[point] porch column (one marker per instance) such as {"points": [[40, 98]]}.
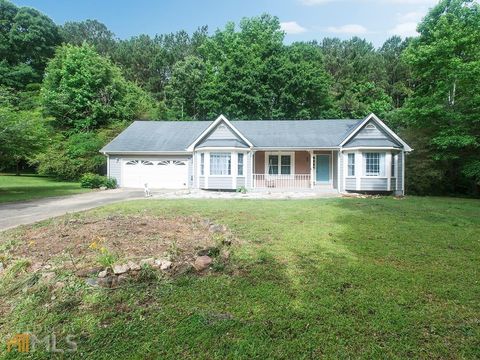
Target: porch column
{"points": [[311, 168], [388, 172]]}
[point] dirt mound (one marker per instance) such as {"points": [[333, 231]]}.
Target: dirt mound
{"points": [[81, 240]]}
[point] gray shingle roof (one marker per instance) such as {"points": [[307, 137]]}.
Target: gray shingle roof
{"points": [[176, 136], [222, 143], [295, 133], [157, 136], [372, 143]]}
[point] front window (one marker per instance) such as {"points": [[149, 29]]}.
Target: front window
{"points": [[240, 164], [220, 164], [351, 164], [394, 159], [279, 164], [372, 164]]}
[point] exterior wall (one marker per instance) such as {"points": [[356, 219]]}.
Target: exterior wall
{"points": [[302, 162], [350, 184], [222, 131], [376, 133], [115, 164], [373, 184], [115, 169], [220, 182], [259, 167]]}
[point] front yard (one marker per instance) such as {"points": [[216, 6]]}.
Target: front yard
{"points": [[29, 187], [336, 278]]}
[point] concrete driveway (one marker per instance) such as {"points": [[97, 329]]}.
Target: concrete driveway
{"points": [[27, 212]]}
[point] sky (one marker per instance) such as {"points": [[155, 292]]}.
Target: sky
{"points": [[302, 20]]}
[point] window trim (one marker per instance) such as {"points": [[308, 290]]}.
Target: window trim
{"points": [[210, 163], [202, 164], [370, 175], [242, 166], [354, 165], [280, 153]]}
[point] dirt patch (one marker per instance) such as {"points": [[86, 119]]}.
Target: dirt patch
{"points": [[81, 241]]}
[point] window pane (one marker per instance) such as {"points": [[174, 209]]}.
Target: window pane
{"points": [[286, 164], [273, 164], [372, 164], [240, 164], [220, 164], [351, 164]]}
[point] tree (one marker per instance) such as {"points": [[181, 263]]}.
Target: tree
{"points": [[445, 63], [92, 32], [27, 41], [22, 135], [83, 91]]}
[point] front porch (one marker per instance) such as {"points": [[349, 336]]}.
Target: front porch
{"points": [[314, 169]]}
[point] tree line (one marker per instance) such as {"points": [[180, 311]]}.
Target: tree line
{"points": [[67, 90]]}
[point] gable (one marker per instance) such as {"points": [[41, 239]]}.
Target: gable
{"points": [[372, 134]]}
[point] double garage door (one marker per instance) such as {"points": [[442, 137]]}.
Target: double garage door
{"points": [[157, 174]]}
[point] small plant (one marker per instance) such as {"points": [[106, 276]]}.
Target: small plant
{"points": [[95, 181], [242, 189]]}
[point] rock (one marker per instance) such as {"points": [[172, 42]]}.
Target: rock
{"points": [[36, 266], [48, 277], [122, 279], [88, 272], [158, 262], [133, 266], [225, 254], [202, 262], [149, 261], [166, 265], [91, 282], [120, 269], [216, 228], [59, 285], [182, 268]]}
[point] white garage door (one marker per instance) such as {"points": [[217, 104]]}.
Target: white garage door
{"points": [[163, 174]]}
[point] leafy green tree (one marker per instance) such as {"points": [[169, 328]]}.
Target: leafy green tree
{"points": [[90, 31], [445, 63], [27, 41], [22, 135], [83, 91]]}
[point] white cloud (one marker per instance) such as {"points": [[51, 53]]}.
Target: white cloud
{"points": [[413, 16], [314, 2], [353, 29], [405, 29], [292, 27]]}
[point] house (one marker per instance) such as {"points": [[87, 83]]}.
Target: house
{"points": [[327, 155]]}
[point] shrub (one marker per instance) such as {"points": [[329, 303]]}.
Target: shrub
{"points": [[94, 181]]}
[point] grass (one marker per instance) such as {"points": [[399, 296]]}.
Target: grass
{"points": [[339, 278], [29, 187]]}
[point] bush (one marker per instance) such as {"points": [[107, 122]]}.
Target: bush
{"points": [[94, 181]]}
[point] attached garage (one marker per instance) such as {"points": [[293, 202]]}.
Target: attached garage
{"points": [[158, 174]]}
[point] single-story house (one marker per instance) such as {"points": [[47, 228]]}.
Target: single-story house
{"points": [[334, 155]]}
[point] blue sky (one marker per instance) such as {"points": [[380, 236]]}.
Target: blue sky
{"points": [[375, 20]]}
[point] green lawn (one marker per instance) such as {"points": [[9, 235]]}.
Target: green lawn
{"points": [[337, 278], [29, 187]]}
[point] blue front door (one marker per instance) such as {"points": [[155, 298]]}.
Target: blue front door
{"points": [[323, 169]]}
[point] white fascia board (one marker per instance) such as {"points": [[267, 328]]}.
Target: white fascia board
{"points": [[191, 147], [375, 118], [148, 152]]}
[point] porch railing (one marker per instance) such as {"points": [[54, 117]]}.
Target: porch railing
{"points": [[293, 181]]}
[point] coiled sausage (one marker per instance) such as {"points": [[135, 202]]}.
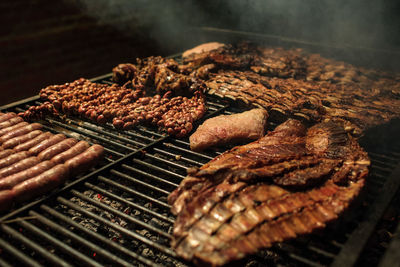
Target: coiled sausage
{"points": [[21, 139], [46, 144], [16, 178]]}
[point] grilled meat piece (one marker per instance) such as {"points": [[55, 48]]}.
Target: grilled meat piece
{"points": [[288, 183], [225, 129], [25, 173], [354, 107]]}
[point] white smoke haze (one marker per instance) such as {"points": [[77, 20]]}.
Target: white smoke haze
{"points": [[170, 23]]}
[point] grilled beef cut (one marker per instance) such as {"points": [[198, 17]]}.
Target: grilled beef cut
{"points": [[354, 107], [288, 183], [225, 129]]}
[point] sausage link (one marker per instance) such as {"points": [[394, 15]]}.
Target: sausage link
{"points": [[19, 166], [6, 199], [21, 139], [20, 131], [13, 127], [13, 158], [85, 160], [7, 116], [41, 183], [16, 178], [58, 148], [6, 153], [77, 149], [46, 144], [27, 145]]}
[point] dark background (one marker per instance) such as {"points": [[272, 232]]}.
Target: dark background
{"points": [[52, 42]]}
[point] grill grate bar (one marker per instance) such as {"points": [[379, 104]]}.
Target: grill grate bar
{"points": [[120, 214], [151, 166], [57, 243], [70, 235], [132, 191], [118, 228], [4, 264], [179, 166], [128, 177], [18, 254], [34, 246], [149, 175], [97, 236], [169, 145], [176, 156], [98, 129], [127, 202]]}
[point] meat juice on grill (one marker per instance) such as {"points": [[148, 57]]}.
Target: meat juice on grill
{"points": [[288, 183]]}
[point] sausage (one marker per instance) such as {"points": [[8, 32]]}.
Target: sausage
{"points": [[6, 153], [41, 183], [85, 160], [21, 139], [7, 116], [58, 148], [46, 143], [19, 166], [12, 127], [16, 178], [27, 145], [77, 149], [13, 158], [6, 199], [20, 131]]}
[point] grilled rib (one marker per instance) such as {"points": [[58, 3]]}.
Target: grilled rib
{"points": [[288, 183]]}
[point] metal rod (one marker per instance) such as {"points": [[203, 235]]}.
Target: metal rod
{"points": [[96, 236], [130, 190], [120, 214], [34, 246], [70, 235], [18, 254], [136, 181], [118, 227], [151, 176], [127, 202]]}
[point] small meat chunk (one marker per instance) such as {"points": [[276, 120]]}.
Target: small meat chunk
{"points": [[225, 129]]}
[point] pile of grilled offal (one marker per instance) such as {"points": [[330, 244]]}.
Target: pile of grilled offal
{"points": [[283, 183]]}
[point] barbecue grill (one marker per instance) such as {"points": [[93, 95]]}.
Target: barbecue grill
{"points": [[117, 213]]}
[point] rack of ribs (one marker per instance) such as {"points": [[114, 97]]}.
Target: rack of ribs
{"points": [[288, 183]]}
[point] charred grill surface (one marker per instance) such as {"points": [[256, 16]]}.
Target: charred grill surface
{"points": [[288, 183]]}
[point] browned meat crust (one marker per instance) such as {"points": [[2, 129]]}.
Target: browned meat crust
{"points": [[288, 183], [225, 129]]}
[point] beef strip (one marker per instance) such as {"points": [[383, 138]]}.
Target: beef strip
{"points": [[225, 129], [288, 183]]}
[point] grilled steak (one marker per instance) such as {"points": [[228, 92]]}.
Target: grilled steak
{"points": [[225, 129], [288, 183], [354, 107]]}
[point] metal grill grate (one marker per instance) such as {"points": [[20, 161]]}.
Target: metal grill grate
{"points": [[118, 214]]}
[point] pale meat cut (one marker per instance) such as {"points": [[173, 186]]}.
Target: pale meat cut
{"points": [[288, 183], [225, 129]]}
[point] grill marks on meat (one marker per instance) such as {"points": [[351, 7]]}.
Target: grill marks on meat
{"points": [[226, 211], [225, 129], [33, 162]]}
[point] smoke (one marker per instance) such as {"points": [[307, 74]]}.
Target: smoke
{"points": [[356, 23]]}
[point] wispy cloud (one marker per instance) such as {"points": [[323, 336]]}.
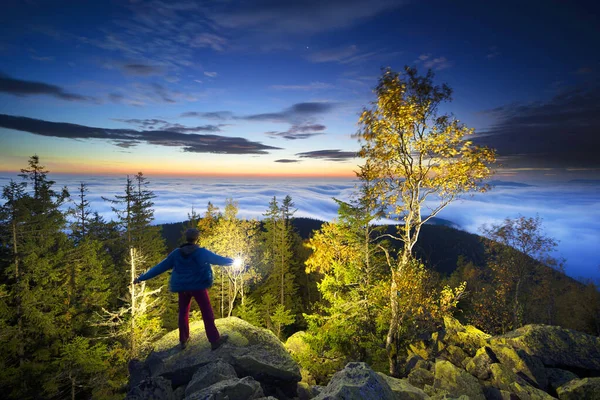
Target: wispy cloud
{"points": [[18, 87], [299, 112], [301, 117], [304, 17], [329, 155], [162, 125], [218, 115], [141, 93], [436, 63], [307, 87], [42, 58], [210, 40], [303, 131], [142, 69], [192, 142], [561, 132]]}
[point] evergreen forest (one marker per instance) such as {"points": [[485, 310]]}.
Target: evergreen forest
{"points": [[71, 318]]}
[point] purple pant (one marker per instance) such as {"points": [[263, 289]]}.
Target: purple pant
{"points": [[185, 300]]}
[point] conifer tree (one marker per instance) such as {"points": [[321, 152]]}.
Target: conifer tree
{"points": [[236, 238], [277, 258], [34, 277], [145, 248]]}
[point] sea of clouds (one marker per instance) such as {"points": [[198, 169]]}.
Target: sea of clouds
{"points": [[570, 211]]}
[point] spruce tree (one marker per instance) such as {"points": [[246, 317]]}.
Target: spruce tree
{"points": [[278, 259], [34, 276], [144, 248]]}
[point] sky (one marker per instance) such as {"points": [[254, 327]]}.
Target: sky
{"points": [[267, 87], [250, 99]]}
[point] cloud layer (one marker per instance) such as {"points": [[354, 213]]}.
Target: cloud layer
{"points": [[560, 133], [570, 211], [19, 87], [192, 142]]}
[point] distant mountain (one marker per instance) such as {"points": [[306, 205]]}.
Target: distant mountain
{"points": [[443, 222], [509, 184]]}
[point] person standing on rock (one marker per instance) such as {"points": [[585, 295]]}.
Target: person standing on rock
{"points": [[192, 276]]}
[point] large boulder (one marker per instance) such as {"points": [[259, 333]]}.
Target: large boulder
{"points": [[210, 374], [503, 378], [356, 382], [419, 377], [528, 367], [240, 389], [558, 377], [588, 389], [467, 337], [456, 381], [250, 350], [555, 347], [157, 388], [479, 366], [403, 389]]}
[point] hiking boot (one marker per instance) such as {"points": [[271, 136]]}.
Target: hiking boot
{"points": [[218, 343]]}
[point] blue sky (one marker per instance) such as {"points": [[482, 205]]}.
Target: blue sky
{"points": [[272, 90], [271, 87]]}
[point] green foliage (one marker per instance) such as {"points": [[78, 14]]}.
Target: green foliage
{"points": [[281, 318], [248, 311]]}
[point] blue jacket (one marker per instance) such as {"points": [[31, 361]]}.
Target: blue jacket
{"points": [[191, 268]]}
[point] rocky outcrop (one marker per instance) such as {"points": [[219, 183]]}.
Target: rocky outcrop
{"points": [[251, 364], [535, 362], [555, 346], [588, 388]]}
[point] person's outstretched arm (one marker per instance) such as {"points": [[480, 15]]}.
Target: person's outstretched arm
{"points": [[216, 259], [158, 269]]}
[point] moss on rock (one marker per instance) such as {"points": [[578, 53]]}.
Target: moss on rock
{"points": [[555, 346], [456, 381]]}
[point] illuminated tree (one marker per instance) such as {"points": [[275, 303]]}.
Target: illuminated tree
{"points": [[420, 159], [144, 248], [236, 238]]}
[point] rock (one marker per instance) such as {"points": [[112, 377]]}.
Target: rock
{"points": [[179, 393], [152, 389], [356, 382], [555, 347], [420, 348], [137, 372], [305, 391], [558, 377], [492, 393], [455, 355], [411, 362], [479, 366], [587, 388], [252, 351], [210, 374], [239, 389], [420, 377], [456, 381], [403, 389], [529, 367], [503, 378], [467, 337]]}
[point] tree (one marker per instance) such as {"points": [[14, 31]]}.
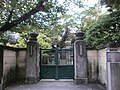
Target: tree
{"points": [[16, 12], [114, 4], [10, 10], [106, 30]]}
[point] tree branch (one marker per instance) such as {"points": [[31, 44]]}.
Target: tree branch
{"points": [[10, 16], [9, 25]]}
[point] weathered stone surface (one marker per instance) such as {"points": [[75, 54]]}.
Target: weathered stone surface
{"points": [[113, 76], [32, 61], [80, 59]]}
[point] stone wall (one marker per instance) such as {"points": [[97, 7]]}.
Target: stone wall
{"points": [[21, 59], [9, 66], [96, 66], [12, 65]]}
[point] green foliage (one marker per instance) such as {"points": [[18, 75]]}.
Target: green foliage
{"points": [[105, 30], [114, 4]]}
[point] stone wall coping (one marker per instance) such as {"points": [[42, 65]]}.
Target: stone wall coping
{"points": [[12, 48]]}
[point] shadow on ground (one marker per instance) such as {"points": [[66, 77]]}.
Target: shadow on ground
{"points": [[55, 85]]}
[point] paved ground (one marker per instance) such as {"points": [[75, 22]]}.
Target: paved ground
{"points": [[54, 85]]}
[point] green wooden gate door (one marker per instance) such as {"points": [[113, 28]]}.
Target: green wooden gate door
{"points": [[57, 64]]}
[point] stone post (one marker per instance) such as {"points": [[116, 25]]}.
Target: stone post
{"points": [[80, 59], [32, 61]]}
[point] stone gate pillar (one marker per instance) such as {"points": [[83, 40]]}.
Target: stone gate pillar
{"points": [[32, 61], [80, 59]]}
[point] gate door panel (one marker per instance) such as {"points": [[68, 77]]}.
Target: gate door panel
{"points": [[57, 64]]}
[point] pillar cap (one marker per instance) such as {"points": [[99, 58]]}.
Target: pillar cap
{"points": [[33, 36], [79, 35]]}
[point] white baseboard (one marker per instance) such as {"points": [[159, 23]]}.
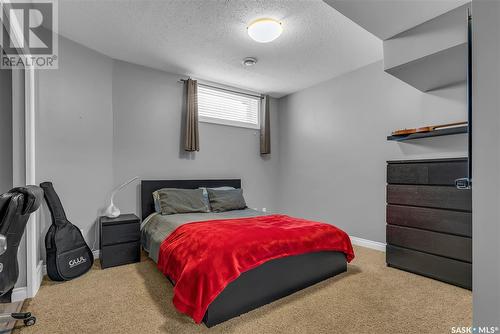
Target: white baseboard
{"points": [[19, 294], [380, 246], [96, 253]]}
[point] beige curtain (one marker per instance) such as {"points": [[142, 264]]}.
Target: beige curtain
{"points": [[265, 127], [192, 137]]}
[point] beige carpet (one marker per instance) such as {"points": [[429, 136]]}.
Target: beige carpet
{"points": [[369, 298]]}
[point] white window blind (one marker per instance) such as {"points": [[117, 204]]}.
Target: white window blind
{"points": [[223, 107]]}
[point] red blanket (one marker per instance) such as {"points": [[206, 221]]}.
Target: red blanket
{"points": [[202, 258]]}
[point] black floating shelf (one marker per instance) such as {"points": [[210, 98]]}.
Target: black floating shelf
{"points": [[435, 133]]}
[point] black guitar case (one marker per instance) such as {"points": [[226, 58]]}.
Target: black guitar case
{"points": [[68, 255]]}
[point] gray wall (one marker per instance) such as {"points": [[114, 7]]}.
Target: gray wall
{"points": [[147, 107], [101, 122], [333, 147], [74, 134], [486, 163], [19, 158], [5, 130]]}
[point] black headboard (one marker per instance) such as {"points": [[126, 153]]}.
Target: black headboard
{"points": [[149, 186]]}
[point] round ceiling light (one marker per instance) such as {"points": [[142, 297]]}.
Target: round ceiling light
{"points": [[264, 30], [249, 61]]}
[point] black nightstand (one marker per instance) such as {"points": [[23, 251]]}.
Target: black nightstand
{"points": [[120, 240]]}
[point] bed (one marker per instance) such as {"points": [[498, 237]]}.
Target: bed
{"points": [[268, 282]]}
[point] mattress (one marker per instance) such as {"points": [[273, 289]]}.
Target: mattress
{"points": [[157, 227]]}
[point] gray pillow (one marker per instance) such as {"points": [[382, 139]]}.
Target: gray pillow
{"points": [[172, 200], [226, 200], [205, 193]]}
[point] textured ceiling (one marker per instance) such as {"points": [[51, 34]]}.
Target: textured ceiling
{"points": [[386, 18], [207, 39]]}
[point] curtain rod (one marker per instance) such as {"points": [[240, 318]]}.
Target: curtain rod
{"points": [[225, 89]]}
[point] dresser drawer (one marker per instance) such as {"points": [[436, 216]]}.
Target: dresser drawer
{"points": [[118, 233], [437, 267], [426, 173], [430, 196], [445, 221], [452, 246], [115, 255]]}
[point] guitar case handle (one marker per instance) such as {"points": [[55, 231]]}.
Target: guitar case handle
{"points": [[54, 204]]}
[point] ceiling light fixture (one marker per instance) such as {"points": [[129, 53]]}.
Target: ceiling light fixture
{"points": [[264, 30], [249, 61]]}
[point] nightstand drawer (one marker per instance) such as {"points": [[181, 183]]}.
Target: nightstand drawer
{"points": [[115, 255], [113, 234]]}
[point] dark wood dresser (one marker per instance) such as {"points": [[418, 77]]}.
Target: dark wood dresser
{"points": [[120, 240], [429, 221]]}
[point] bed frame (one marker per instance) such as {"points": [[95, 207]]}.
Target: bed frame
{"points": [[268, 282]]}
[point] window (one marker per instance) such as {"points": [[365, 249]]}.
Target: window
{"points": [[217, 105]]}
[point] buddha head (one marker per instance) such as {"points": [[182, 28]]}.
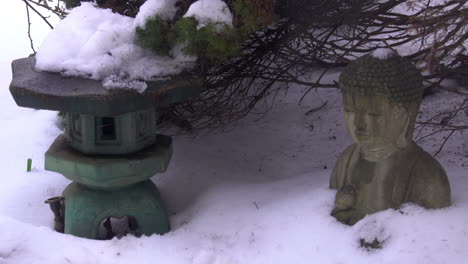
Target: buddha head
{"points": [[381, 97]]}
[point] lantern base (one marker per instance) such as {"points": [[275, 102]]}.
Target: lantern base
{"points": [[86, 209]]}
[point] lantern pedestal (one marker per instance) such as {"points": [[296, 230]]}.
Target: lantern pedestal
{"points": [[110, 148], [87, 209]]}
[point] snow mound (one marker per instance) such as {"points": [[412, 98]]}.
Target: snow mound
{"points": [[165, 9], [383, 53], [96, 43], [206, 11]]}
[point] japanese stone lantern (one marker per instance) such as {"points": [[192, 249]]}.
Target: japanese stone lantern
{"points": [[109, 150]]}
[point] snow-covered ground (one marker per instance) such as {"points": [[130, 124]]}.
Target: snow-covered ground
{"points": [[257, 193]]}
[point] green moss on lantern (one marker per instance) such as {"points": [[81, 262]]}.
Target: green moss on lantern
{"points": [[154, 36], [213, 41]]}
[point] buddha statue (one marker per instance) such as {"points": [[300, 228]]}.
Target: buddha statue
{"points": [[384, 168]]}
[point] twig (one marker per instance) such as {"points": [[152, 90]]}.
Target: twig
{"points": [[29, 29], [316, 109], [443, 143], [39, 14]]}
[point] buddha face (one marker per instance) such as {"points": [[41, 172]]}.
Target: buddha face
{"points": [[373, 121]]}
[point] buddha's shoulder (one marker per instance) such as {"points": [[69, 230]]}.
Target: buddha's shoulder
{"points": [[338, 177], [430, 186]]}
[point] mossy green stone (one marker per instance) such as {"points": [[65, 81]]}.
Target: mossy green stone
{"points": [[108, 171], [129, 132], [85, 208]]}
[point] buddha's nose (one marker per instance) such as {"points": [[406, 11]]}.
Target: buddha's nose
{"points": [[360, 123]]}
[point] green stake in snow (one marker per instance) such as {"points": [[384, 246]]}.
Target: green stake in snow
{"points": [[28, 168]]}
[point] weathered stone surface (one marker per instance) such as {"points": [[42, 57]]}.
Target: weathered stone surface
{"points": [[108, 171], [126, 133], [384, 168], [52, 91]]}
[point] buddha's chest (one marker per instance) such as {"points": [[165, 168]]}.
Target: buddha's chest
{"points": [[375, 184]]}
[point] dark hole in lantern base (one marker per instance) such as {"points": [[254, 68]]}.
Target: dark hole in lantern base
{"points": [[108, 128], [375, 244], [112, 227]]}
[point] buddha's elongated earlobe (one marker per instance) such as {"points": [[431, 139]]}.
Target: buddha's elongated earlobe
{"points": [[404, 138]]}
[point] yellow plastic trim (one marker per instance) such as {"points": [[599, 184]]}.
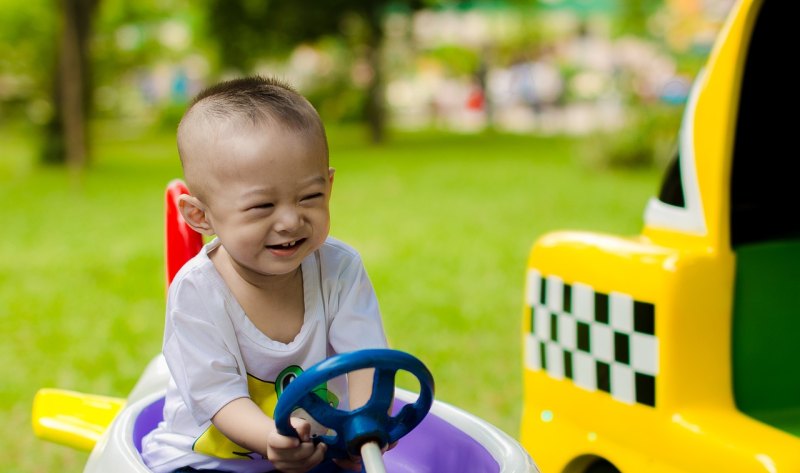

▶ Work request:
Out of the data above, set down the lines from the one with "[point] snow-covered ground" to the one with "[point] green moss", both included, exactly as written and with no additions.

▶ Exercise response:
[point] snow-covered ground (one marker per instance) such as {"points": [[130, 124]]}.
Target: snow-covered ground
{"points": [[257, 193]]}
[point] green moss on lantern (one marker per instance) such as {"points": [[81, 262]]}.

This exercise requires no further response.